[Dataset records]
┄┄┄┄┄┄

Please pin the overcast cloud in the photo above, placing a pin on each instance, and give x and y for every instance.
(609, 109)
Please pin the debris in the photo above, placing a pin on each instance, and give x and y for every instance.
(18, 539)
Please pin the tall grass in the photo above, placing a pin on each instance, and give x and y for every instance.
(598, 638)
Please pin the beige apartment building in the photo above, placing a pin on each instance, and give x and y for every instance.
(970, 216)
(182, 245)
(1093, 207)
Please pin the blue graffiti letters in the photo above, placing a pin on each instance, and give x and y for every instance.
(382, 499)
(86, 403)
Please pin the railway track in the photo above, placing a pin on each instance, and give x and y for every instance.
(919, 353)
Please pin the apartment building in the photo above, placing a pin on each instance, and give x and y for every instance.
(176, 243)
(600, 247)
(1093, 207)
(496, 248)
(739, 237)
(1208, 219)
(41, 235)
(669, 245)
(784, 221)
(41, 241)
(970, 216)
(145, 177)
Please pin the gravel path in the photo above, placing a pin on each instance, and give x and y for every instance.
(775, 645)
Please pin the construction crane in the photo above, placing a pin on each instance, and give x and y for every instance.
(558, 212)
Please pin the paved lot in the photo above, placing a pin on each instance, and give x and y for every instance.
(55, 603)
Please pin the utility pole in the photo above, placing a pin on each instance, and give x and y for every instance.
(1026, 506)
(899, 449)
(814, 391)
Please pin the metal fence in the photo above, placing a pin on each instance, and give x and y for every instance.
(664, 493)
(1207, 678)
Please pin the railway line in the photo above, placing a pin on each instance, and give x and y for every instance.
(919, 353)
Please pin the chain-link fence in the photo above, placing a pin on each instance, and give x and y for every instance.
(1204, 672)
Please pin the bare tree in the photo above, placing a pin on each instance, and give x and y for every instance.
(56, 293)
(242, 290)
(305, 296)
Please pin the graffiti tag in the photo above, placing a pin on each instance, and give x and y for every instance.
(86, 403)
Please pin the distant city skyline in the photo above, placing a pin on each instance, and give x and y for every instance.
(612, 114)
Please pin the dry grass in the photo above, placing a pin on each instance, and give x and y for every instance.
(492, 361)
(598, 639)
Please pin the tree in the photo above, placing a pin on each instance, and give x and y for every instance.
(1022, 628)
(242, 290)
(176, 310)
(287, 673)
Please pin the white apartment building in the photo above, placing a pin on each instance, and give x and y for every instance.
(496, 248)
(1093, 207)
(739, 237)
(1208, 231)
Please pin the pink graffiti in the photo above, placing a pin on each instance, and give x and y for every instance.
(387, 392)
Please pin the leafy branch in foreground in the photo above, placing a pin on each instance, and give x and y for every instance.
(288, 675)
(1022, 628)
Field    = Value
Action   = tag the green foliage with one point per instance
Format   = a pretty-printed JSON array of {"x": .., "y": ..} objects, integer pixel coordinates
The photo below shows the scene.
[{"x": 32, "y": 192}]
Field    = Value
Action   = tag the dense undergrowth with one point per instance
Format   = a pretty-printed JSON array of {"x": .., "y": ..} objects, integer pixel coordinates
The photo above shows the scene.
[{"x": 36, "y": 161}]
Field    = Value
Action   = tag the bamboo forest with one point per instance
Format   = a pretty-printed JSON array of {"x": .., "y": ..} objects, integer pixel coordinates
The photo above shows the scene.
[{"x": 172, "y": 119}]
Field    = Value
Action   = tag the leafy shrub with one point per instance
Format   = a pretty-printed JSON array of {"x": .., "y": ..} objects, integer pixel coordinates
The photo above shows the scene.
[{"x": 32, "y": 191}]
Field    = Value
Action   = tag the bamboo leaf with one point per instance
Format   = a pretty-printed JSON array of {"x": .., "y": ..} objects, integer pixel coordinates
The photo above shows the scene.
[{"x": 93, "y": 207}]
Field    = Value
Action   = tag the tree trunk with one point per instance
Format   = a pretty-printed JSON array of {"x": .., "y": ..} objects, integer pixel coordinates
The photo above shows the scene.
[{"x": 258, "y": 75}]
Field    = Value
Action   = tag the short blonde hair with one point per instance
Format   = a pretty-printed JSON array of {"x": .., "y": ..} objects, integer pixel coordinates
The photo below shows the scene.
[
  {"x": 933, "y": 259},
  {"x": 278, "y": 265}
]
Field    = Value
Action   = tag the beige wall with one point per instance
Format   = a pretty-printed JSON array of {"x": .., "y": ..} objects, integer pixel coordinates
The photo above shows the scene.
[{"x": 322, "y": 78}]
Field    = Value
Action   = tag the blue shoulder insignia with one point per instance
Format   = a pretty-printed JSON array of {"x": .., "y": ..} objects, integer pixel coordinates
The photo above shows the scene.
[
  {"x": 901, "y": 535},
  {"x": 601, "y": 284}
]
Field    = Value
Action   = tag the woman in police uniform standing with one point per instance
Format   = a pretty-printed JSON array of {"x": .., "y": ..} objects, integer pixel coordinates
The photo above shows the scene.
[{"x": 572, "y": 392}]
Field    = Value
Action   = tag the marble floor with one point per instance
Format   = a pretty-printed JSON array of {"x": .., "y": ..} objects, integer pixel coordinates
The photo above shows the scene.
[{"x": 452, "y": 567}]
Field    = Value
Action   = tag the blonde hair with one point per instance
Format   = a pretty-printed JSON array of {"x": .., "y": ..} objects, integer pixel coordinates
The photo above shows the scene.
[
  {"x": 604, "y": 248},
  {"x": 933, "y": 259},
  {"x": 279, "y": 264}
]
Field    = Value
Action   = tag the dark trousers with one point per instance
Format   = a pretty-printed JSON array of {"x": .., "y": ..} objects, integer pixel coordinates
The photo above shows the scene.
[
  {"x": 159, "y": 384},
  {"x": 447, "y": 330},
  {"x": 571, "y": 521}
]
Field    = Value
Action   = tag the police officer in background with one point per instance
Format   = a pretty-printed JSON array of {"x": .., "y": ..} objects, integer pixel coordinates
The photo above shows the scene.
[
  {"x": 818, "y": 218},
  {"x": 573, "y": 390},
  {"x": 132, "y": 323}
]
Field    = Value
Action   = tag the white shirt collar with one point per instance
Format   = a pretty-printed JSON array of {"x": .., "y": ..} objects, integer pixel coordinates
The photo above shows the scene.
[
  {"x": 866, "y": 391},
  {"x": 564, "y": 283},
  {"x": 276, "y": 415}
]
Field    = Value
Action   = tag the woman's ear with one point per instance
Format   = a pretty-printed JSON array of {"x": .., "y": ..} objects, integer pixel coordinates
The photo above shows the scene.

┄┄┄┄┄┄

PROBLEM TO WORK ON: Scan the records for the string "blonde" and show every line that contains it.

YOUR RESPONSE:
Action   = tag the short blonde hair with one point per instance
Action   = tag the blonde hair with one point per instance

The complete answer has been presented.